§ Passage shown:
FIG. 2A is a view of an example security policy with tokens in policy B.

FIG. 2B is a view of the security policies after two connections match policy A.

FIG. 3 illustrates an additional example of security policies that include tokens.

FIG. 4 is a dataflow diagram of one embodiment of a process for access control.

FIG. 5 depicts a block diagram of a security gateway, such as security gateway 150 of FIG. 1.

FIG. 6 illustrates a set of programs and data that is stored in memory of one embodiment of a security gateway, such as the security gateway set forth in FIG. 5.

DETAILED DESCRIPTION OF THE PRESENT INVENTION

A method and apparatus for using security policy that employs tokens in place of parameters are described. More specifically, embodiments of the present invention are related to the design of a security policy in which one or more configuration parameters of the security policy are represented by tokens. The configuration parameters of the policy, include, for example, the source IP address, source port number, destination IP address, or destination port number. In one embodiment, each of the tokens are replaced by the result of another security policy, such as, for example, the source IP address of a user authentication connection, or the IP address in the PORT command of a FTP connection. In one embodiment, the replacements may occur in real time to create a flexible dynamic policy to support complicated security requirements and to support dynamic values of the connections.
The advantages of embodiment of the present invention include, without limitation, allowing the definition of dynamic security policies based on real time network connections and activating dynamic policies based on run-time information, to provide better protections in the dynamic networks. That is, the dynamic policies are activated by real time states, thereby providing better protection for the enterprise networks, which need more advanced security mechanism to protect their networks from sophisticated attacks. Thus, this policy tokenization described herein provides an effective way to configure dynamic security policies that fulfill the needs of network security and compliance and provides a flexible framework that allows administrators to define policies compliant to their security requirements.

§ Exercises to complete:
1. Condense the paragraph of the passage on security policy tokens that begins "A method and apparatus" into a short bulleted list that keeps its main facts.
2. Reproduce word for word the portion of the passage on security policy tokens starting at "FIG. 3 illustrates" and ending at "150 of FIG. 1.".

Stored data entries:
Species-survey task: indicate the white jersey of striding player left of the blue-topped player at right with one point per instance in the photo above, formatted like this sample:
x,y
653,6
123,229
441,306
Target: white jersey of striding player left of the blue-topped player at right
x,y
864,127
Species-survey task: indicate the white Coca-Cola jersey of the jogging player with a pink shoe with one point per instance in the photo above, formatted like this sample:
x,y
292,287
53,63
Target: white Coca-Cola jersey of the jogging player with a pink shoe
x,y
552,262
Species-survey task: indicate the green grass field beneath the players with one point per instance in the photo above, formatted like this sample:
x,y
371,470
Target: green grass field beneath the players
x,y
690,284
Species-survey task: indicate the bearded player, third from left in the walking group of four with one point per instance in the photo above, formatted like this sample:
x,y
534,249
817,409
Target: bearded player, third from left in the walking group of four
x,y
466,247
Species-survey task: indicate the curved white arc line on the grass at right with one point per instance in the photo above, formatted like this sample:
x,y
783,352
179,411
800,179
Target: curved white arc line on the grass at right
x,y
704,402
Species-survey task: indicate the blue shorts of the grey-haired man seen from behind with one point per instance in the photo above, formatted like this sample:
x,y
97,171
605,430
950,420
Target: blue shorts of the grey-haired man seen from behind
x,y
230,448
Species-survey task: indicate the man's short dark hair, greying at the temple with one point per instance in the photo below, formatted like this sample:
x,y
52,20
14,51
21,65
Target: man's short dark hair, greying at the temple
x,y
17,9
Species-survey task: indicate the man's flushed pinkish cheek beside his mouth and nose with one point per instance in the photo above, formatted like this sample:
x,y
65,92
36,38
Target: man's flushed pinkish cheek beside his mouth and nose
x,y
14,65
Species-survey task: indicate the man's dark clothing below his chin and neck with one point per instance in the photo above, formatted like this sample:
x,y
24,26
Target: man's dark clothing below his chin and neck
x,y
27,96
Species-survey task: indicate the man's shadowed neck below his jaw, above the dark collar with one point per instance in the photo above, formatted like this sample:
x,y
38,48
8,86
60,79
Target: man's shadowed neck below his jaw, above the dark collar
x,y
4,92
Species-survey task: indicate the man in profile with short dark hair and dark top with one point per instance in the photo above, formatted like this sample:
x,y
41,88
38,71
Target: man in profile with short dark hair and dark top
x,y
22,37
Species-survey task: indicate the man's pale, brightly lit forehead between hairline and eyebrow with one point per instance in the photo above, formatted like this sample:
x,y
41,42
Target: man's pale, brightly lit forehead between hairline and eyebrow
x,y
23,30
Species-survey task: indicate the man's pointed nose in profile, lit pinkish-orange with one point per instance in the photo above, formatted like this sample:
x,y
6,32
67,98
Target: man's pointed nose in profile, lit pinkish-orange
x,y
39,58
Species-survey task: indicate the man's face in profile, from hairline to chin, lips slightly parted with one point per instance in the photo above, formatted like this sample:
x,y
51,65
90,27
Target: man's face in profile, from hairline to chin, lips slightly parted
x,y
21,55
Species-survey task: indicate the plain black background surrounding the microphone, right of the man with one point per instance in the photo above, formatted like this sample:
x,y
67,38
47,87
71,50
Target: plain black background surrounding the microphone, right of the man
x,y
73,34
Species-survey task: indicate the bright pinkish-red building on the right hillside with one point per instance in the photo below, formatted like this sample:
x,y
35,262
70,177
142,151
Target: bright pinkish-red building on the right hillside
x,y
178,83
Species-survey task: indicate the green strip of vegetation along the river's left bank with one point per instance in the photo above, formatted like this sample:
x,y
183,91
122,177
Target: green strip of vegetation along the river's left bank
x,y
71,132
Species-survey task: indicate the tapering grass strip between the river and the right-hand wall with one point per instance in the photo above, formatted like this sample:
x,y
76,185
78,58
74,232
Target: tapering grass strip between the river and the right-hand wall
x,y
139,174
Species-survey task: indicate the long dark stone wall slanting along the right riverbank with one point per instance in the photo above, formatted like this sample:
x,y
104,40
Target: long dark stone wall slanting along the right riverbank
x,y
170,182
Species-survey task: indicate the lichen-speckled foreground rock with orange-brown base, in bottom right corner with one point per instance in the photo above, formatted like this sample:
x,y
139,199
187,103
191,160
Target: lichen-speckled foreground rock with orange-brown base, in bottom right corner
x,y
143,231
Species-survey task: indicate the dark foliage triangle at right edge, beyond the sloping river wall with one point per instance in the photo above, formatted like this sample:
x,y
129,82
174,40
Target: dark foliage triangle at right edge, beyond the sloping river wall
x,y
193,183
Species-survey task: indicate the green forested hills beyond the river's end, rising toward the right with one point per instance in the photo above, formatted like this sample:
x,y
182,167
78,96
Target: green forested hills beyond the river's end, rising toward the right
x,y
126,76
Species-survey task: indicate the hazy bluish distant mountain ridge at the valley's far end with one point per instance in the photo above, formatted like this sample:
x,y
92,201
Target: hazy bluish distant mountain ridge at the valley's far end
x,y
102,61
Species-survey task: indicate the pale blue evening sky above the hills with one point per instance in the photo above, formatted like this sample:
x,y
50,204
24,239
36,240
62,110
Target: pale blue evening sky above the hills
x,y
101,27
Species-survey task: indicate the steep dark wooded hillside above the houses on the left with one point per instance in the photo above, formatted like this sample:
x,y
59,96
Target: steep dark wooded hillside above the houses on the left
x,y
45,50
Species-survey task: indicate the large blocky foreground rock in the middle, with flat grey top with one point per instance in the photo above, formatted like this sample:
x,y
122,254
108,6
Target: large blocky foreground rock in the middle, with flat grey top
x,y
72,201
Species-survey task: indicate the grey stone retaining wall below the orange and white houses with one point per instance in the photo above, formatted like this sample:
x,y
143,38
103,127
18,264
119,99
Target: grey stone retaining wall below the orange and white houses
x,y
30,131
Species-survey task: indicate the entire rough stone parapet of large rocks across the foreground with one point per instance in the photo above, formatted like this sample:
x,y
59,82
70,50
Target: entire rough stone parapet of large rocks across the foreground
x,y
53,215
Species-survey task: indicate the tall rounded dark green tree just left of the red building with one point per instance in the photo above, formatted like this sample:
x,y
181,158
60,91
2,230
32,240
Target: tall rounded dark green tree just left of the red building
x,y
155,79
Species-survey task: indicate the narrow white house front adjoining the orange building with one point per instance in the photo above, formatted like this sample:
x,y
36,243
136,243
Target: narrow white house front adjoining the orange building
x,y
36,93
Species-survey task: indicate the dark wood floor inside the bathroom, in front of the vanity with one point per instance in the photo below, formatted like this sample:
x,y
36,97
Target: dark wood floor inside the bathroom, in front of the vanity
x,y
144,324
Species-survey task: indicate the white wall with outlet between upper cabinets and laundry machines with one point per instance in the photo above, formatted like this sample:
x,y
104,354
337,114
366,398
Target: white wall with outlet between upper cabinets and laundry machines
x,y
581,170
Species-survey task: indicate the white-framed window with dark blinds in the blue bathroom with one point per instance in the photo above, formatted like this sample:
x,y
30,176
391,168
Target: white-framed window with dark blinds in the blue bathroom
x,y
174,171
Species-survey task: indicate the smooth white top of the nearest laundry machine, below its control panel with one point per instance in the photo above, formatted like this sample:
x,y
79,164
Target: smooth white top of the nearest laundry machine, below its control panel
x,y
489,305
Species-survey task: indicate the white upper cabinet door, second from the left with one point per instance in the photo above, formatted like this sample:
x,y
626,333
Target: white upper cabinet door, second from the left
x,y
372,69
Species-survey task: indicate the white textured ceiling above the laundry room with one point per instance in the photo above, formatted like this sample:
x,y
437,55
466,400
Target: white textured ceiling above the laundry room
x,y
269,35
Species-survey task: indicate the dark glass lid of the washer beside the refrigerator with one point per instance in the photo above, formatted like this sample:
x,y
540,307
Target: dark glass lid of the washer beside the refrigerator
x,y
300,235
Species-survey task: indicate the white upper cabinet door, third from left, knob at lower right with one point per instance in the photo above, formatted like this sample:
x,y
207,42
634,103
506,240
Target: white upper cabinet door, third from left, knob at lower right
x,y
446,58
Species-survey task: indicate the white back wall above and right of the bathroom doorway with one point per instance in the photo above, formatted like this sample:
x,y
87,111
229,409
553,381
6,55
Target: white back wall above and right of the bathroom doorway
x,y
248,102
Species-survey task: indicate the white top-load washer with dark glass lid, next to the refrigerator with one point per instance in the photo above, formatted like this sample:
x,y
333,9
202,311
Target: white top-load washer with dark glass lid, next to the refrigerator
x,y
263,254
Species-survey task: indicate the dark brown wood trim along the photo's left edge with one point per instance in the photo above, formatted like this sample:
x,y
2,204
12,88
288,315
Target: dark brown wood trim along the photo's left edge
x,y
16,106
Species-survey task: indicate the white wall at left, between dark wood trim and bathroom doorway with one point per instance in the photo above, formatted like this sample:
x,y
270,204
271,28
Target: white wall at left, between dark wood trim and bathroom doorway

§ Answers for the exercise:
1.
- A method and apparatus are described for security policies that use tokens in place of parameters.
- One or more configuration parameters of a security policy are represented by tokens.
- Examples of these parameters are the source IP address, source port number, destination IP address, and destination port number.
- In one embodiment, each token is replaced by the result of another security policy. Examples are the source IP address of a user authentication connection and the IP address in the PORT command of an FTP connection.
- In one embodiment, the replacements may occur in real time. This creates a flexible dynamic policy that supports complicated security requirements and dynamic connection values.

2.
FIG. 3 illustrates an additional example of security policies that include tokens.

FIG. 4 is a dataflow diagram of one embodiment of a process for access control.

FIG. 5 depicts a block diagram of a security gateway, such as security gateway 150 of FIG. 1.